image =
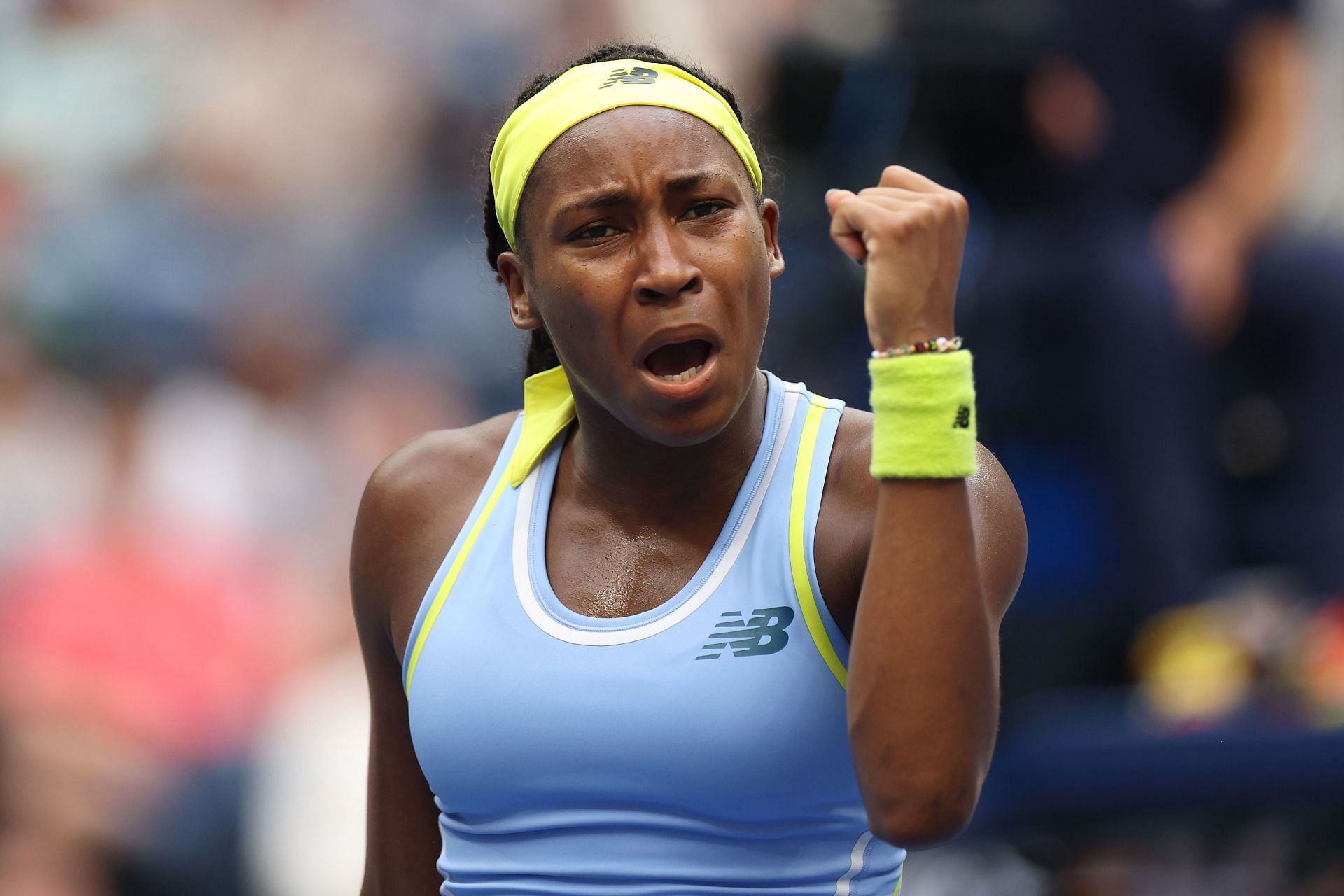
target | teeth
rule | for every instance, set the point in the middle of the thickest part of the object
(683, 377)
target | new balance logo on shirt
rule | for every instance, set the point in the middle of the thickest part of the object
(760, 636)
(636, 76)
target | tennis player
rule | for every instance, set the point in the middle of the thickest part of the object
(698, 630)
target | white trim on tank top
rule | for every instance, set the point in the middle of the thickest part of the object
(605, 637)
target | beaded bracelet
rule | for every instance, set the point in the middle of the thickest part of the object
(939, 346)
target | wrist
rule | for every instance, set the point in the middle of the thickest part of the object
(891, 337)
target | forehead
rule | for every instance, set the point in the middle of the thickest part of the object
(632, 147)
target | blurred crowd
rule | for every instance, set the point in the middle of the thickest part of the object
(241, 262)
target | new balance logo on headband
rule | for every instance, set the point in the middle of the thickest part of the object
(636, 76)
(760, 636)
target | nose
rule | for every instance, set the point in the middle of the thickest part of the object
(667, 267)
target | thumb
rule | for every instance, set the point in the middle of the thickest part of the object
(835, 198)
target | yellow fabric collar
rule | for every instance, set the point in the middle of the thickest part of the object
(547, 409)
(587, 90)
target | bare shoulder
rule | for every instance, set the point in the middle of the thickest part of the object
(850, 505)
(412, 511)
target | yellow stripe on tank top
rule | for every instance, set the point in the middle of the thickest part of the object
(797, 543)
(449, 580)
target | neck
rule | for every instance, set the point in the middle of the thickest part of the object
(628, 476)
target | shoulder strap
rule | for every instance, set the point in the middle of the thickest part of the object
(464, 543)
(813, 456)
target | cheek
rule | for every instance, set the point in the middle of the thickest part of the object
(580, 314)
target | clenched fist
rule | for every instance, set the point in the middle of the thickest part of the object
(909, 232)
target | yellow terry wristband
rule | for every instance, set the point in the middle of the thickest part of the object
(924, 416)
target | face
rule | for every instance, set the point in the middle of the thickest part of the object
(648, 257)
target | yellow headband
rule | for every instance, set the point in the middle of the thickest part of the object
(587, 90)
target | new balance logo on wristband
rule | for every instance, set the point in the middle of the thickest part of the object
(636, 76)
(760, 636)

▬▬▬▬▬▬▬▬▬▬

Without the pictures, reproduce every line of the records above exactly.

image =
target | teeth
rule | for every instance, set the point in the middle of the thickest part of the object
(683, 377)
target | new balance logo on shirt
rule | for every instance, set the point in the middle of the thickest part of the object
(760, 636)
(636, 76)
target | tennis player
rule | for every instance, set the point in the middle of the thickest part of the object
(698, 630)
target | white trim on tank top
rule | for every instance, set the point in the middle of the thickest part of the object
(605, 637)
target | beaded bracelet
rule | for every instance, set the point in the middle of the thickest part of the object
(939, 346)
target | wrist
rule | for every instance, set the point in the middle of the thickest part of the object
(891, 337)
target | forehead
rule | for every instance, set the point in the middle of the thickest part of the object
(632, 147)
target | blurred crowd
rule | for every instance, set the point in the middle of the thickest part of the object
(241, 262)
target | new balance logo on headband
rule | for every instance, set the point in the middle of the thickest part of the object
(636, 76)
(760, 636)
target | nose
rule | for every instance, set the point in the middle of the thickest part of the object
(667, 267)
target | thumb
rule | for every instance, set the point in the middle of the thickest part of the object
(835, 198)
target | yellow fabric collar
rule | for every instance, set the point in the middle of the thickest part of the object
(547, 409)
(587, 90)
target | bare shoulder
rule | for every instance, set the point in the middle of the thickest part of the object
(850, 505)
(412, 511)
target | yellow stripe on tank top
rule | for every instance, set the point in the middle of the thickest part of the object
(797, 543)
(449, 580)
target | neck
rule | for every instance, set the point in the middle of the thickest part of the object
(628, 476)
target | shoulder strap
rule | for every instance, set the point in the middle of the thickest part of the object
(464, 543)
(813, 456)
target | cheek
rule | for every instance, set the point in the middle of the thickest part of the object
(580, 314)
target | clenched fist
rule | for every instance, set the point in the middle of the thickest part of the object
(909, 232)
target | yellow terry wristband
rule | for every instance, set the point in the middle of the thickest part of the object
(924, 416)
target | face
rule | for every instance, set the point in the middle of the thickest part of the object
(648, 257)
target | yellow headband
rule | for every instance, set the point in the middle of the thickest part of the object
(587, 90)
target | new balance logo on wristband
rule | for every instance, set the point in the middle of the thickest part of the object
(636, 76)
(760, 636)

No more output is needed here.